Arrange the part of the material that opens with the line containing "pinpoint the pointed" and closes with the final line of the material, both included, as a Markdown table with the columns Row and Line. Give each line its own numbered row, and leave out blank lines.

# Given data start

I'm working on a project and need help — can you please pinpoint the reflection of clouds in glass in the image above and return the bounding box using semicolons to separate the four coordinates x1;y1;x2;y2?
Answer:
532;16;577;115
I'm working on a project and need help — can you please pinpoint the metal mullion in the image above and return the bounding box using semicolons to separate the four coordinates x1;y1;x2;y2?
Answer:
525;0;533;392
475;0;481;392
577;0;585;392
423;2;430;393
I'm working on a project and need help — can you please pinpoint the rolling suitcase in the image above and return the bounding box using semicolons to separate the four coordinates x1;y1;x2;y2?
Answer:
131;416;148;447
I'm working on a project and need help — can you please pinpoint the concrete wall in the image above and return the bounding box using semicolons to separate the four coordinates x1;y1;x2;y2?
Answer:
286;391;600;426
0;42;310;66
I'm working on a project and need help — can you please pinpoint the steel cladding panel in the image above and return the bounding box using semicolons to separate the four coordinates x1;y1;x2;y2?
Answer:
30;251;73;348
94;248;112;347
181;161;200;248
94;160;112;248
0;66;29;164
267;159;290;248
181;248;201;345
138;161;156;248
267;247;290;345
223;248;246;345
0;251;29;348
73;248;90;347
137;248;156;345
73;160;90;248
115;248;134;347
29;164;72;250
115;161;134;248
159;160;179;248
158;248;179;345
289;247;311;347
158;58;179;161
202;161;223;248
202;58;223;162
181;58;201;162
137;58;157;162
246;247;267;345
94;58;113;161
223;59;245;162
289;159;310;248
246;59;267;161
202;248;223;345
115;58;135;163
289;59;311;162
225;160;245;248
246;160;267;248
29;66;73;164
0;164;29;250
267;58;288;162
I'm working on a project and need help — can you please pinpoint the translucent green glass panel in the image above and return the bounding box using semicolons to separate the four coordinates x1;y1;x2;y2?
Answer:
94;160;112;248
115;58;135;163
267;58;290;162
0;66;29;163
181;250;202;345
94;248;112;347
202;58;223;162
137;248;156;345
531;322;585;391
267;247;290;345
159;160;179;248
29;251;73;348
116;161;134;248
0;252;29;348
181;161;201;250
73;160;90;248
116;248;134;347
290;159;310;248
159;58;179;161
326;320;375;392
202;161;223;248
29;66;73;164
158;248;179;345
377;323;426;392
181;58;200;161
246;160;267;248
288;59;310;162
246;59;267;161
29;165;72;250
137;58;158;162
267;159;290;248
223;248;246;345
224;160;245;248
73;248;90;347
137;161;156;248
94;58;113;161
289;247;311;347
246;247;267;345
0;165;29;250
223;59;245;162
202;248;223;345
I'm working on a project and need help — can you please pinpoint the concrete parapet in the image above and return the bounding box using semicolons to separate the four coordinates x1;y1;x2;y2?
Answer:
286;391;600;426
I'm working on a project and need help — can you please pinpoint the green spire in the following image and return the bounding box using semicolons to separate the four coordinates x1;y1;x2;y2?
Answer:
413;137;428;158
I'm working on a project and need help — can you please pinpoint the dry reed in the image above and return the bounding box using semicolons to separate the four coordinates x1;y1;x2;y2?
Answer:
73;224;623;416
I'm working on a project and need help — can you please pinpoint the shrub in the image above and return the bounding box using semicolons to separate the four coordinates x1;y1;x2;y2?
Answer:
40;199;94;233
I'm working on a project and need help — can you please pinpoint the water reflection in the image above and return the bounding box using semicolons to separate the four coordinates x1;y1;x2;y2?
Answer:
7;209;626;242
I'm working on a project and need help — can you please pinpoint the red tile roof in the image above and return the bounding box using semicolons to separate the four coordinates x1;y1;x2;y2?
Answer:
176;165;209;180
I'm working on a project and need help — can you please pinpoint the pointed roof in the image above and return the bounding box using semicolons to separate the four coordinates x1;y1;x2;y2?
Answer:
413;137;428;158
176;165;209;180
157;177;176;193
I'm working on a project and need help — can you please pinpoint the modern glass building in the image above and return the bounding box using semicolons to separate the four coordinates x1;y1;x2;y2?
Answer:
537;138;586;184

# Given data end

• [Solved exercise]
| Row | Line |
|---|---|
| 1 | I'm working on a project and need help — can you please pinpoint the pointed roof in the image above and return the bounding box using semicolons to separate the four coordinates x1;y1;x2;y2? |
| 2 | Answer: |
| 3 | 413;137;428;158 |
| 4 | 176;165;209;180 |
| 5 | 157;177;176;193 |
| 6 | I'm working on a project and need help — can you please pinpoint the modern glass building in the image above and return the bounding box using semicolons to separate the four coordinates x1;y1;x2;y2? |
| 7 | Answer: |
| 8 | 537;138;586;184 |